* _Document excerpt_
--

Version History & Provenance

Every change to a mindmap is recorded. You can browse past states, inspect where any node came from, and revert when needed. This is the audit trail — and it's the reason refinement is safe.

The audit trail surfaces in two places:

  • Provenance per node — for any single node, what produced it, when, and from which sources.
  • Version history per mindmap — the full sequence of mindmap states, each one snapshotted automatically.

You'll use provenance when reviewing claims; version history when something went wrong and you want to step back.

Provenance: what's recorded per node

Open any node and look at its provenance panel. You'll see:

  • Author — which model generated the node (e.g., claude-sonnet-4-6, gpt-5), or manual if you wrote it yourself.
  • Source workflow — the conversation turn that produced the node, with the original instruction you sent.
  • Citations — every document and passage attached to the claim.
  • Confidence score — the 0–100 score the Researcher assigned. See Confidence, Gaps & Iteration Limits.
  • Edit history — every modification to the node, who/what did it, when.
  • Timestamp — when each event happened.

This is enough to reconstruct why any node says what it says. If you're writing a methods section, it's also enough to defensibly describe how a claim was produced.

Version history: snapshots of the whole map

The system snapshots the mindmap state at workflow boundaries — automatically, not on demand. Browsing version history shows you:

  • A list of versions in reverse chronological order, each tagged with the workflow that produced it and a short summary.
  • A diff view for any two versions: nodes added, removed, moved, modified.
  • A point-in-time preview of the whole map at any version.

Restoring a version

Restoring is non-destructive: the current state isn't deleted, it's just superseded by the restored one. You can re-restore the original later. Common reasons to restore:

  • A restructure went sideways and the old structure was better.
  • A workflow produced output you don't want to keep, and the conversation got too far ahead to refine your way out cleanly.
  • You want to A/B compare two directions you tried.

Reverting is the right move when refinement keeps making things worse. There's no shame in stepping back.

Audit trail for AI-generated content

Because every claim has full provenance, you can answer questions like:

  • Which papers actually support this claim? — Citations on the node.
  • Was this written by the agent or by me? — Author field.
  • When was this added, and what instruction produced it? — Source workflow and timestamp.
  • Has anyone (or anything) edited this since? — Edit history.

In practice, this matters for:

  • Method transparency — being able to describe how a research artifact was produced.

--

* _Given records_
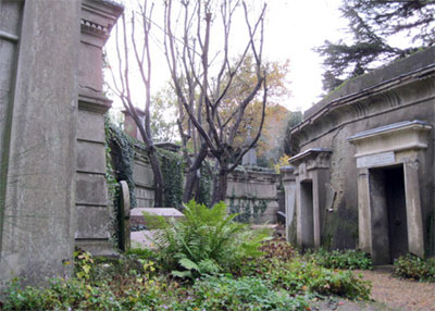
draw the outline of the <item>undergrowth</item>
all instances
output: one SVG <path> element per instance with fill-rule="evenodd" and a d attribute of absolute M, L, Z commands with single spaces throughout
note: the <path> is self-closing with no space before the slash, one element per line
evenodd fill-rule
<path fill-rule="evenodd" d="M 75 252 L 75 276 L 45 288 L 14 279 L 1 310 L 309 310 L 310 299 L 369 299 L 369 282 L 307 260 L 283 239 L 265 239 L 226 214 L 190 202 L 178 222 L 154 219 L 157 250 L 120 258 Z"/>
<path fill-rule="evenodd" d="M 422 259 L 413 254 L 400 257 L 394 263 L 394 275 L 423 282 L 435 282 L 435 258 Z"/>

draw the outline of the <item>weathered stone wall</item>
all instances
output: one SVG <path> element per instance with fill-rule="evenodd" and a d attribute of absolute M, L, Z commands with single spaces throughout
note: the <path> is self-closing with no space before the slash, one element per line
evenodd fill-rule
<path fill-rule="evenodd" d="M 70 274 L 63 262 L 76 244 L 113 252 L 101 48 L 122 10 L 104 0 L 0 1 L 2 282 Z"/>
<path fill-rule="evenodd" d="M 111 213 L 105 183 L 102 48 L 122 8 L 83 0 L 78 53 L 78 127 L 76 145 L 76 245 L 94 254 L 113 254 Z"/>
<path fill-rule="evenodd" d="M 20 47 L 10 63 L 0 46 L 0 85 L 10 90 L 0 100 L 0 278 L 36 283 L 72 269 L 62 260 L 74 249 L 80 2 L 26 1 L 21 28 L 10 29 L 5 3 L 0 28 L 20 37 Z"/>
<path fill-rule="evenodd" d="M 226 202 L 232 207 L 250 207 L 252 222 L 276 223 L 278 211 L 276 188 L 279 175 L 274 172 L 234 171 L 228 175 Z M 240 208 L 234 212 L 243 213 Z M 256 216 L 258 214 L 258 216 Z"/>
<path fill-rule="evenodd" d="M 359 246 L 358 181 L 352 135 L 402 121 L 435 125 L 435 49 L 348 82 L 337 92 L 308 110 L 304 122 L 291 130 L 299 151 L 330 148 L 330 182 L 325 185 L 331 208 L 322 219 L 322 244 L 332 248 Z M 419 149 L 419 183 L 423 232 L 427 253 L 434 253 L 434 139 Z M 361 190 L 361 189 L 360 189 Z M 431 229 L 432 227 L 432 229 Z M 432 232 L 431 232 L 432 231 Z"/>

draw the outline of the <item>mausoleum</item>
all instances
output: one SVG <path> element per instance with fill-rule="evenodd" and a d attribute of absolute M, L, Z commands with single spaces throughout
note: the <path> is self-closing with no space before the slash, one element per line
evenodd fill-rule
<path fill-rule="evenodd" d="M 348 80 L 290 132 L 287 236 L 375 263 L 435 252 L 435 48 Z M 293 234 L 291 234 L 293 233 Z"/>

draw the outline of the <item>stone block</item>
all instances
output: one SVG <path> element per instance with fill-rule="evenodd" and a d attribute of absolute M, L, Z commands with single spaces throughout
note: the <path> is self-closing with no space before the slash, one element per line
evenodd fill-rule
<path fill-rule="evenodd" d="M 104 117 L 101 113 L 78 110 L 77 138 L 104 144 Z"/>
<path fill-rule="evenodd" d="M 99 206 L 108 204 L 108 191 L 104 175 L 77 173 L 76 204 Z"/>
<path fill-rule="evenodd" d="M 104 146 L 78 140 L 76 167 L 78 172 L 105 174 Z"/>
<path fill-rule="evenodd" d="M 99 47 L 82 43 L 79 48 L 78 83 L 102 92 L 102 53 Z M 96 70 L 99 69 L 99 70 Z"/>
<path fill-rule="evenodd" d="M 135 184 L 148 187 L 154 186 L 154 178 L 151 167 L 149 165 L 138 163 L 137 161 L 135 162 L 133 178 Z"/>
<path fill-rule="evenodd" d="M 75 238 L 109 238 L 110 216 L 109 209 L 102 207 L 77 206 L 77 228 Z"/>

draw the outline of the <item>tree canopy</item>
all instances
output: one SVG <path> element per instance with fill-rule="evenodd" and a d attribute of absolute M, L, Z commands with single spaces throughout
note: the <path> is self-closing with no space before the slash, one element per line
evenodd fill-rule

--

* _What the task requires_
Answer these questions from the version history and provenance text:
(a) At what points does the system snapshot the mindmap state?
(b) What range does the confidence score on a node use?
(c) What happens to the current state when a past version is restored?

* _Reply to the task_
(a) It snapshots the mindmap state at workflow boundaries, automatically rather than on demand.
(b) The confidence score runs from 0 to 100 and is assigned by the Researcher.
(c) The current state is not deleted. It is superseded by the restored one and can be re-restored later.